Records in a dataset -

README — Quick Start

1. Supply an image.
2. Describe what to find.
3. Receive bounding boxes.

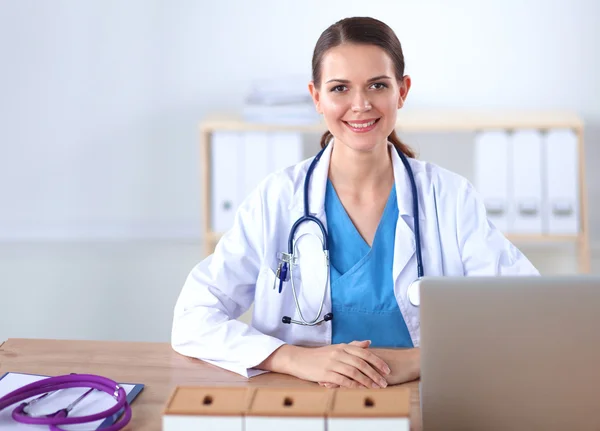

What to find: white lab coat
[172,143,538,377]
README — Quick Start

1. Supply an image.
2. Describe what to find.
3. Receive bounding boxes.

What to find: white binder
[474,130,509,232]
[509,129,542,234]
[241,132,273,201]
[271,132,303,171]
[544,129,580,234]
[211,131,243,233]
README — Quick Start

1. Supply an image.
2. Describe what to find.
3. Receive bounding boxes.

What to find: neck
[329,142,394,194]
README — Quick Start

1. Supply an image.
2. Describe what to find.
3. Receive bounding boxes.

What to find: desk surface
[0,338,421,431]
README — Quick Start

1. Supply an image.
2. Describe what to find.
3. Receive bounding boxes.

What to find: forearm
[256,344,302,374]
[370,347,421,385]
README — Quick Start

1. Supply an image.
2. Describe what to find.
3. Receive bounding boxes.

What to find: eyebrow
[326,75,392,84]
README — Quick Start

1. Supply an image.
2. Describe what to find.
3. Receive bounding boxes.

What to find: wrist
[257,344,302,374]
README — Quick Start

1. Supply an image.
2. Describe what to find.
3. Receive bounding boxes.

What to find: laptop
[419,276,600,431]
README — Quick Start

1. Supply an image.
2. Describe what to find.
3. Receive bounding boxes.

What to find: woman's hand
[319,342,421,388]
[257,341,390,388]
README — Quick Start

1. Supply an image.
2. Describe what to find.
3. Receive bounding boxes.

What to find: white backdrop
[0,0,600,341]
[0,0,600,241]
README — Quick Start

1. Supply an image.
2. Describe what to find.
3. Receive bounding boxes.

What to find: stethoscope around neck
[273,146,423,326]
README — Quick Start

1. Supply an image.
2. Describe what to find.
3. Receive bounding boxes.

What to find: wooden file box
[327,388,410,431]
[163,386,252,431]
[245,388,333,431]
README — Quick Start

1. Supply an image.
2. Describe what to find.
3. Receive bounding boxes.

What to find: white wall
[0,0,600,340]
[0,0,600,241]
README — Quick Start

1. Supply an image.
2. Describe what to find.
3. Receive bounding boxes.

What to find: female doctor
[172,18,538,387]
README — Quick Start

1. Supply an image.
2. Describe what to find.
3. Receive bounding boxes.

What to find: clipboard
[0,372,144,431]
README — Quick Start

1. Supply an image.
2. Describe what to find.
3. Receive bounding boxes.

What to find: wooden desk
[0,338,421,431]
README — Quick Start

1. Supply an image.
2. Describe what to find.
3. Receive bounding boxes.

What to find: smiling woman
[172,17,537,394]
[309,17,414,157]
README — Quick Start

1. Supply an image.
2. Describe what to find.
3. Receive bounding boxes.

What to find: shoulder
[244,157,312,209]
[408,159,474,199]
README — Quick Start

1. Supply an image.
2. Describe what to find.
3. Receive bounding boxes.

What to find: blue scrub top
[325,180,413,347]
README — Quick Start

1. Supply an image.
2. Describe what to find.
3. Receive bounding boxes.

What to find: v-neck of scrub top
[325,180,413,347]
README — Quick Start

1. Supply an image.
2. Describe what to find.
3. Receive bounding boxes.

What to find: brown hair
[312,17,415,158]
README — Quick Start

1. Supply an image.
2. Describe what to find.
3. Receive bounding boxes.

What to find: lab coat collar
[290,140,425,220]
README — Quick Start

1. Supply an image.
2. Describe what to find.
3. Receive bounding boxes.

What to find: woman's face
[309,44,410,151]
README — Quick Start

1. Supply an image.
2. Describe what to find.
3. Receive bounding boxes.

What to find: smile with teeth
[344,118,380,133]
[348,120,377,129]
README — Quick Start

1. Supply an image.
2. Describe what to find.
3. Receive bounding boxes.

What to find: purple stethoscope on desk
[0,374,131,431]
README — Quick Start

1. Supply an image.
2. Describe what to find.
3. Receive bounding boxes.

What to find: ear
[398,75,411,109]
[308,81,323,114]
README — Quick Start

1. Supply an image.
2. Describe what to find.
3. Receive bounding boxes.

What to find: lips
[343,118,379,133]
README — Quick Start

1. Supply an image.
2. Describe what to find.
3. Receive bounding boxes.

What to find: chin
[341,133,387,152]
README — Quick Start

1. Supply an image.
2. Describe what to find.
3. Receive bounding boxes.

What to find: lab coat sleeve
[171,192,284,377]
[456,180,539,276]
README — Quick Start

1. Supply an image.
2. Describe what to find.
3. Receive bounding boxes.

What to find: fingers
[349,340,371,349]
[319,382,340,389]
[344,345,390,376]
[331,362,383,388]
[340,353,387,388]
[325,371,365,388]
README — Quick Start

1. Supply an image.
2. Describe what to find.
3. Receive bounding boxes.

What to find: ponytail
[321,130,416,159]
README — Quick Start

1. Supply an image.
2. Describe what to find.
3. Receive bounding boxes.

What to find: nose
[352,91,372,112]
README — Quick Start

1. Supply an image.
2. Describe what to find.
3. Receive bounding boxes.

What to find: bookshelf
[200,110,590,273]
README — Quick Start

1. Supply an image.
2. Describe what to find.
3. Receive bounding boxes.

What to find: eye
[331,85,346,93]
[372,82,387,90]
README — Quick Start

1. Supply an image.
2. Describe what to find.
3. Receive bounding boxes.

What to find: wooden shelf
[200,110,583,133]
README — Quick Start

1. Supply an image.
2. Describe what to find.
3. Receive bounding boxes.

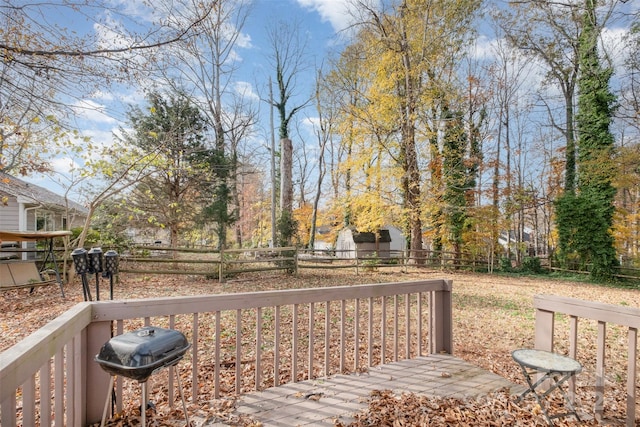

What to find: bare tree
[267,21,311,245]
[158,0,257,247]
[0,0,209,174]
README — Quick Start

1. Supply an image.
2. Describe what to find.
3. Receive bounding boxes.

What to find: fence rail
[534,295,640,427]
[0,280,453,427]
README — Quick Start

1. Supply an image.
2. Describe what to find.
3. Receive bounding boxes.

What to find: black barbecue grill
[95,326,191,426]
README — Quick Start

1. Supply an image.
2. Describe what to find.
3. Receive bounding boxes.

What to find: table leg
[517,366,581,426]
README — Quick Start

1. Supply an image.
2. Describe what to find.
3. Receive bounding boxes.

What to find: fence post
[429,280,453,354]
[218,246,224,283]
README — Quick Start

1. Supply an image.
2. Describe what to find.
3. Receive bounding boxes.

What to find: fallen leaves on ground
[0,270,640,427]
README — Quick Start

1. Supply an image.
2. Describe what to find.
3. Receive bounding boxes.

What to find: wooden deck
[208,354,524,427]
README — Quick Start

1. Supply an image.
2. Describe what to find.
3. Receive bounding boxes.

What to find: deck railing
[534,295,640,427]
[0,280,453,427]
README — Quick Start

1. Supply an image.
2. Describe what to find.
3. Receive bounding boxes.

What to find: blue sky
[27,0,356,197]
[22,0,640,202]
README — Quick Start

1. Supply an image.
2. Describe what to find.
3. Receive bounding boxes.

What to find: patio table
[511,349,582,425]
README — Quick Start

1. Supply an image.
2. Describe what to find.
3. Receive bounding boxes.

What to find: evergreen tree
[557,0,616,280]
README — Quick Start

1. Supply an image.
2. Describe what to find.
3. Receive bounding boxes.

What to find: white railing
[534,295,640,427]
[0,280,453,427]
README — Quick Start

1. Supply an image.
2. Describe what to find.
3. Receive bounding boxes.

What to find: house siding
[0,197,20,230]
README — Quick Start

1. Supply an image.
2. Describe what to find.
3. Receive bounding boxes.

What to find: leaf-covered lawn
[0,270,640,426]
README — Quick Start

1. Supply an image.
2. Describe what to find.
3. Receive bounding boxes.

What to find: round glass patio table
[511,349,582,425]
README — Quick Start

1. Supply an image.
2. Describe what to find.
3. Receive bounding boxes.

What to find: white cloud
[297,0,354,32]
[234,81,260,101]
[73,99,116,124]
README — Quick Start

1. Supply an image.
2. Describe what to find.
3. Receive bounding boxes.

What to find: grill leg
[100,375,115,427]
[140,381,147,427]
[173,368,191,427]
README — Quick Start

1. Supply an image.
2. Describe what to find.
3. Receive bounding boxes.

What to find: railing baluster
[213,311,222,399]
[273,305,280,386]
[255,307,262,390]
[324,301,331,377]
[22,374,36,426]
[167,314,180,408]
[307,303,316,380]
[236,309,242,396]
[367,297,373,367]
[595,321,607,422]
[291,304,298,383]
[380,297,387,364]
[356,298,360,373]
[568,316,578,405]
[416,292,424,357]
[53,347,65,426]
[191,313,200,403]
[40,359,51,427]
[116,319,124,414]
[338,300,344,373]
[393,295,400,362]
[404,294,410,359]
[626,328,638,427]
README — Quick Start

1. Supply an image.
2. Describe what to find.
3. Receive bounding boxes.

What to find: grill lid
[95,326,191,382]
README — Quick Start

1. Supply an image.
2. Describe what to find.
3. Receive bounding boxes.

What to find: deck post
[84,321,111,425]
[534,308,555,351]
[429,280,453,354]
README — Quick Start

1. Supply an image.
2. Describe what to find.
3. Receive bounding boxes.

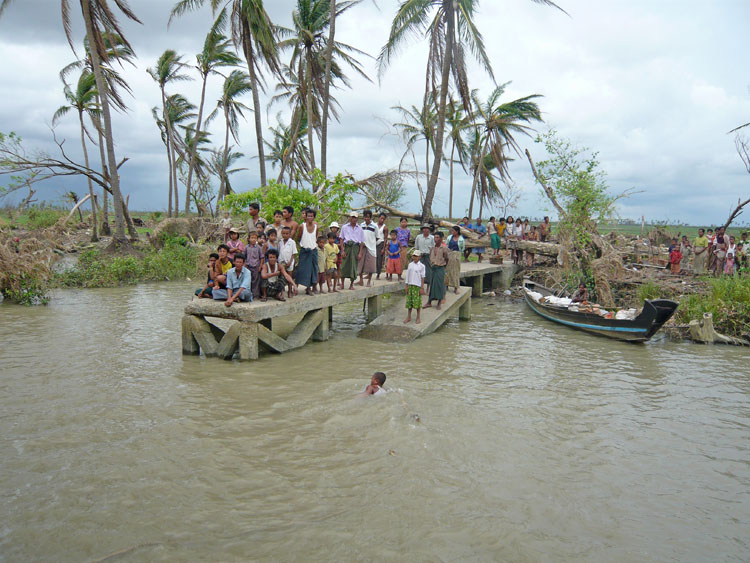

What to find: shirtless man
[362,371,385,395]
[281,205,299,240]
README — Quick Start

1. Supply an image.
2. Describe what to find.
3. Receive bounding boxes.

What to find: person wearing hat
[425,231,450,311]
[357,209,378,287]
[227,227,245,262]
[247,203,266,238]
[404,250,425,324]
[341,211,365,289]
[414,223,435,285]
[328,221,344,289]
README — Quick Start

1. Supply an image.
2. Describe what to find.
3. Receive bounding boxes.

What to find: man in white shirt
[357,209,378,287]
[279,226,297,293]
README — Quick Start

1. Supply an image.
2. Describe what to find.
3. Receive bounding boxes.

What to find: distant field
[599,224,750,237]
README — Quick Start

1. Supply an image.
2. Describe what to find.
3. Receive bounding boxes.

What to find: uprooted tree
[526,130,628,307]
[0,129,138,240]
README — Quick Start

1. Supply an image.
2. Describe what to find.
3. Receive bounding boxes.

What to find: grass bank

Required work - Retype the records above, from the start through the line with "[326,75,392,84]", and leave the pictures out.

Written answer -
README — Quick Start

1. Supply an image.
2. Describe what to find.
3. Receive bounding boxes.


What to find: white lab coat
[172,143,538,377]
README — Quick Start

1. Supply an image.
2. Describe what to find.
3. Receive bounding boxes.

What to find: white binder
[474,130,509,232]
[509,129,542,234]
[241,132,273,201]
[271,132,303,171]
[544,129,580,234]
[211,131,243,233]
README — Quick Start

1. Supply an image.
2. Describe what to find.
3. Receive bounding boxes.

What to find: neck
[329,142,394,194]
README — Quick Start

1. Supply an image.
2. Describe what to find.
3. Receive bounding boxes.

What to find: desk surface
[0,338,421,431]
README — Quick Start

1. Supply an image.
2. Describe what to find.
3. Receive bounding boxes.

What to find: forearm
[256,344,302,374]
[370,347,421,385]
README — Quick Start

1. Supply an image.
2. Describe what to find.
3. Receive bounding boxes.

What to find: eyebrow
[326,75,392,84]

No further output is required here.